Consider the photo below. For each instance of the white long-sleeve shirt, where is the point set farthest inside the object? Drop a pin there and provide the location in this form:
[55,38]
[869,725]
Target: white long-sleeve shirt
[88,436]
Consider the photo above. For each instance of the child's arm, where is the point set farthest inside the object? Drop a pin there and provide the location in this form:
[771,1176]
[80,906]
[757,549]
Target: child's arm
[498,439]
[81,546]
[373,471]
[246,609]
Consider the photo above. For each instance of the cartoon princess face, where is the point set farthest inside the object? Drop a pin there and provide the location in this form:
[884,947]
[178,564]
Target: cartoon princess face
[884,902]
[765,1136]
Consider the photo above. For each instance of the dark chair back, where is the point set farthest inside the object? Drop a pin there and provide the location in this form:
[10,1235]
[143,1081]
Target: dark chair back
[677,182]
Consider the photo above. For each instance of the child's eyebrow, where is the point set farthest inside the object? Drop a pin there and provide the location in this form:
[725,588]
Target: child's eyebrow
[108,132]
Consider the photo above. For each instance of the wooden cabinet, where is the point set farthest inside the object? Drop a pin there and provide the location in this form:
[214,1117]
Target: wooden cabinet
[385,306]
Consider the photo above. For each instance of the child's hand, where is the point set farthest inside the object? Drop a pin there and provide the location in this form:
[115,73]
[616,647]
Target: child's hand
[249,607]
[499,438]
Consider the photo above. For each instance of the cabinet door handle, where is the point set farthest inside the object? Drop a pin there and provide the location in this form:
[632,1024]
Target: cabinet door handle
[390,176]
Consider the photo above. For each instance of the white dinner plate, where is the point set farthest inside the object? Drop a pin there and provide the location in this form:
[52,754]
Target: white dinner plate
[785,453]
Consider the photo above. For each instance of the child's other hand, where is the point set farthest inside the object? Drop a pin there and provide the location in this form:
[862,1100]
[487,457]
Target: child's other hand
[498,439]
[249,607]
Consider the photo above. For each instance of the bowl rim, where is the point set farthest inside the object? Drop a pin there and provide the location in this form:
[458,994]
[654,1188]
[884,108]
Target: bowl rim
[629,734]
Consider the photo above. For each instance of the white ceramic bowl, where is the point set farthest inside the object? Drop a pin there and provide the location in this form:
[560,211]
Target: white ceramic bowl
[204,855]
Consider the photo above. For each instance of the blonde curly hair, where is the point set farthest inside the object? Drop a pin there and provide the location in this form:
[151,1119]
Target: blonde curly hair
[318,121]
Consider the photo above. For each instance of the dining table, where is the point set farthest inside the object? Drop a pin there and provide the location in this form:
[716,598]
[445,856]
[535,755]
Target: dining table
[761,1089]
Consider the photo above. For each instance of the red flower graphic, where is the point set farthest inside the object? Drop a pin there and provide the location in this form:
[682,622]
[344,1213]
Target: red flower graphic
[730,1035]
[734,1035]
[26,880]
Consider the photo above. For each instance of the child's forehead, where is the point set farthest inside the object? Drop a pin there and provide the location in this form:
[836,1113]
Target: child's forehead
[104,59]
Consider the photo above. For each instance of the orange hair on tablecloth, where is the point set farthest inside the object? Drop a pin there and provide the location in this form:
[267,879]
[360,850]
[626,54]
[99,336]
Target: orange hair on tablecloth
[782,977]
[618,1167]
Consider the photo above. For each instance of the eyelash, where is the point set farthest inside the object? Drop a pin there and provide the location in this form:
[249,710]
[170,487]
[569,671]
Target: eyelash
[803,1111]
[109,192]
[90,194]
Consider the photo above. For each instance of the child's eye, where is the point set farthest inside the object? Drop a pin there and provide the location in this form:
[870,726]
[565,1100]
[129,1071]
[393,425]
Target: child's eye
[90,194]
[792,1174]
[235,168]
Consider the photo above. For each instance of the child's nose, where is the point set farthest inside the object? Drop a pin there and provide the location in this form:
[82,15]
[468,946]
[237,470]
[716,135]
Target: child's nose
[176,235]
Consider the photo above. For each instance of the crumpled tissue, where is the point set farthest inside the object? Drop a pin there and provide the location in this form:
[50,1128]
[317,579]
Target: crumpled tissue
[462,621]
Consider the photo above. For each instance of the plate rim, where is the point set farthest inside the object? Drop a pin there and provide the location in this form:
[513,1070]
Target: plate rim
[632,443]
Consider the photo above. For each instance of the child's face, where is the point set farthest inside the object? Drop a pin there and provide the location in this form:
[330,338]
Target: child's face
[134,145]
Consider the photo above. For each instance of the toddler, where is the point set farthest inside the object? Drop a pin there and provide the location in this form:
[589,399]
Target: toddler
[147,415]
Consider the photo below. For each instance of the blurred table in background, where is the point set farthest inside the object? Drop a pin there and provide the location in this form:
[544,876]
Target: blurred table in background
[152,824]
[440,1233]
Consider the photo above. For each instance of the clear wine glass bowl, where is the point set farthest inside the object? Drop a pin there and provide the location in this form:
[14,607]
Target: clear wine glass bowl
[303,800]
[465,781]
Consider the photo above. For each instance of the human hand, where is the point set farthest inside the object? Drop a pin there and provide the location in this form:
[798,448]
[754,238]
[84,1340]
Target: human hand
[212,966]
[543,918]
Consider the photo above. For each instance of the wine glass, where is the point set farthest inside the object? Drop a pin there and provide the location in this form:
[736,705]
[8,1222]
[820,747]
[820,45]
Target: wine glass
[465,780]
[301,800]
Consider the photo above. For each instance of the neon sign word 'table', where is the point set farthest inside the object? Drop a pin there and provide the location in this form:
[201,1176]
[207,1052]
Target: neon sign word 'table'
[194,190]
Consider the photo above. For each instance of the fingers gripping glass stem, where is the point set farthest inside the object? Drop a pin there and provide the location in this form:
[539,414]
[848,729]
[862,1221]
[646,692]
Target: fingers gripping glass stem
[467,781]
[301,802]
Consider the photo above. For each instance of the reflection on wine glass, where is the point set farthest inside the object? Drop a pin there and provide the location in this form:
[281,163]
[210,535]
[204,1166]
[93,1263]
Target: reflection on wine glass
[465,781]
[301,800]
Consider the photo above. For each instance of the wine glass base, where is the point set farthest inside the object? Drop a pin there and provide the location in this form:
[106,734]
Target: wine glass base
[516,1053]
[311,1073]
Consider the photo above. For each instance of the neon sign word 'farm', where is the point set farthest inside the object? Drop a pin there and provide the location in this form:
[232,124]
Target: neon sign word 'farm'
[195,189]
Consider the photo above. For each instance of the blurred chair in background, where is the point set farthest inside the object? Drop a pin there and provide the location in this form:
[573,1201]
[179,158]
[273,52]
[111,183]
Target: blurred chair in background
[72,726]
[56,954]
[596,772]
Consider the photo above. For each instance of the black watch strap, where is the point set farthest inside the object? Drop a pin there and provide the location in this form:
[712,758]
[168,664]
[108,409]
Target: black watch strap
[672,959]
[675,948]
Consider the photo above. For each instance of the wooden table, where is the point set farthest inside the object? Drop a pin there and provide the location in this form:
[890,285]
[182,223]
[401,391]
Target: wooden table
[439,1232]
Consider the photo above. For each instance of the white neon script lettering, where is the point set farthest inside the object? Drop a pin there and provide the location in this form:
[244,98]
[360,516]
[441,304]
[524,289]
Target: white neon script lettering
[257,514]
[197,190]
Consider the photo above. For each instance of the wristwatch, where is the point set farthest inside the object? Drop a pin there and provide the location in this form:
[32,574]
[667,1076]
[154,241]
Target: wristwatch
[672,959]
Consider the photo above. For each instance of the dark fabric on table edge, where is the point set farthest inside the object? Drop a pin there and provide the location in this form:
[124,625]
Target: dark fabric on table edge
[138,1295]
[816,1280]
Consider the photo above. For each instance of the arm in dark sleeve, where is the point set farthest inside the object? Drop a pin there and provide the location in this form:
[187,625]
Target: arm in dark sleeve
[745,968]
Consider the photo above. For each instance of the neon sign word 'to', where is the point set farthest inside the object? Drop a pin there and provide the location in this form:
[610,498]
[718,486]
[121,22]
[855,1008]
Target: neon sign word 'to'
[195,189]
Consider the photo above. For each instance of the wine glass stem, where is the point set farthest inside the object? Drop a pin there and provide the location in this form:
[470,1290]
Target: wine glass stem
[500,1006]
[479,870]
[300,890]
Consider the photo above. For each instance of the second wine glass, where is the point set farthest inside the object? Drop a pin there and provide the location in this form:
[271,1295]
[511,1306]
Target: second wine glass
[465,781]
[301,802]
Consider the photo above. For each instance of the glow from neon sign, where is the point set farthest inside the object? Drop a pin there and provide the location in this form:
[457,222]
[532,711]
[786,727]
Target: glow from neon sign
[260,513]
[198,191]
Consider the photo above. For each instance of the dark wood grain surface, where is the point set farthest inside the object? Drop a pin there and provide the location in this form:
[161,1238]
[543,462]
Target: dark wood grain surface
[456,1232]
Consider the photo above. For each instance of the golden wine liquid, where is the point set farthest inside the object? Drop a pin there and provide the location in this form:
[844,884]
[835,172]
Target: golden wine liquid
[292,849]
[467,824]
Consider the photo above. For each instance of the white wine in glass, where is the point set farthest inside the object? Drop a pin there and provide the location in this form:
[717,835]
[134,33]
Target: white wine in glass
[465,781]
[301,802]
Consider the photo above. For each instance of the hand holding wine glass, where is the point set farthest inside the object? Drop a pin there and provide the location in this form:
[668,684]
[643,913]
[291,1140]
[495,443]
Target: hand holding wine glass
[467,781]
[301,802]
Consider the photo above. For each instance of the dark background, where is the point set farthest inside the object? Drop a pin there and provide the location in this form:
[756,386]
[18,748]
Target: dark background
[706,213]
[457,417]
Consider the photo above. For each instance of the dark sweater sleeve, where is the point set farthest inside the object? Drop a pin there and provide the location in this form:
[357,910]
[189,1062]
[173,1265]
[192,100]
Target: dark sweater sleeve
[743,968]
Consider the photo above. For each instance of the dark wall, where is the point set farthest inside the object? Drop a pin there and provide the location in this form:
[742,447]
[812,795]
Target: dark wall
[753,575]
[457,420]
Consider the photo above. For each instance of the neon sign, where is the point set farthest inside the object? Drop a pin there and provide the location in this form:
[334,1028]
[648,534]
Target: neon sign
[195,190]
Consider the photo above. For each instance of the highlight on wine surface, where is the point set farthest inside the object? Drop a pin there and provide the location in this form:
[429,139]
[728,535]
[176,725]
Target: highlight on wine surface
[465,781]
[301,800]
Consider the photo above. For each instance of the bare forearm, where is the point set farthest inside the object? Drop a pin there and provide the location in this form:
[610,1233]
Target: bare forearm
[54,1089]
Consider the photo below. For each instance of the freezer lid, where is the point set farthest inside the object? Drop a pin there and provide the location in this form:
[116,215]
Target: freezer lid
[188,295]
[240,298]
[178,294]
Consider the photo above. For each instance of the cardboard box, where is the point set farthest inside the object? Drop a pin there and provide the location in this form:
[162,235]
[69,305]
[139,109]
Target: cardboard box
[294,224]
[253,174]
___
EXERCISE REQUIREMENTS: Compute the number of lines in the records that contain the string "below", and return that number alone.

SOLUTION FOR THIS EXERCISE: 3